Written exercise
In the passage about Stone Creek's first cafe, why does the memoir's writer say he would trust the other people in his story over his own recollection? Answer in one to three sentences.

Memories from our First Cafe

On December 10, 1993, Stone Creek Coffee Roasters sold its first cup of coffee. We opened our doors at 601 E. Silver Spring Drive in Whitefish Bay at 6:30 AM. That first day, sales totaled $231.82. Just two weeks later, with the holiday rush in full swing, our busiest day of the month brought in $694.87.

The cafe almost didn't open in time for the holidays. Contractors kept asking questions about how to hook up the espresso bar and brewer. We had no idea. So we gave what would become a classic early Stone Creek response: “We have never done this before, but I am sure you will figure it out. Good luck with that!”

That mix of curiosity, optimism, and figuring it out as we went defined the early days of Stone Creek.

The original cafe on Silver Spring Drive is gone now, though our current Whitefish Bay Cafe & Kitchen sits just across the street, a daily reminder of where the journey began.

What follows is a memoir from Dino Corvino, one of Stone Creek's earliest hires. His recollections capture a moment when specialty coffee was still new, ideas were forming, and a handful of people were learning as they went. It's a story about coffee, certainly, but it's also a story about beginnings.

Cream in your Coffee, Coffee

Let me preface all of this by saying that I am writing from memory, and in a 55-year-old male, said memory might be sketchy and self-serving at best. There will be at least 4, possibly 5, other people in this story, and they might recall things very differently. I would probably trust their memory more than I would trust mine.

That being said....

I was 23, a couple of years into my time as a UWM Panther, studying poetry, had a girlfriend named Jackie, drove a 1990 Nissan Sentra 2-door to punk rock shows around town, and lived on Linnwood behind the temple with Kirk and Kirs and Bob. I needed a job, and for some reason, I did not want to be a bartender. I got fired from a job as a telemarketer for NARAL because I went off script way too much.

Dataset excerpt
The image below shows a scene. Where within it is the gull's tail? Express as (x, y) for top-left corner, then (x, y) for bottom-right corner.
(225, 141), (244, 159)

Solution for this exercise
He is writing from memory, and he says that in a 55-year-old male that memory might be sketchy and self-serving at best. The four or five other people in the story might recall things very differently, so he would probably trust their memory more than his own.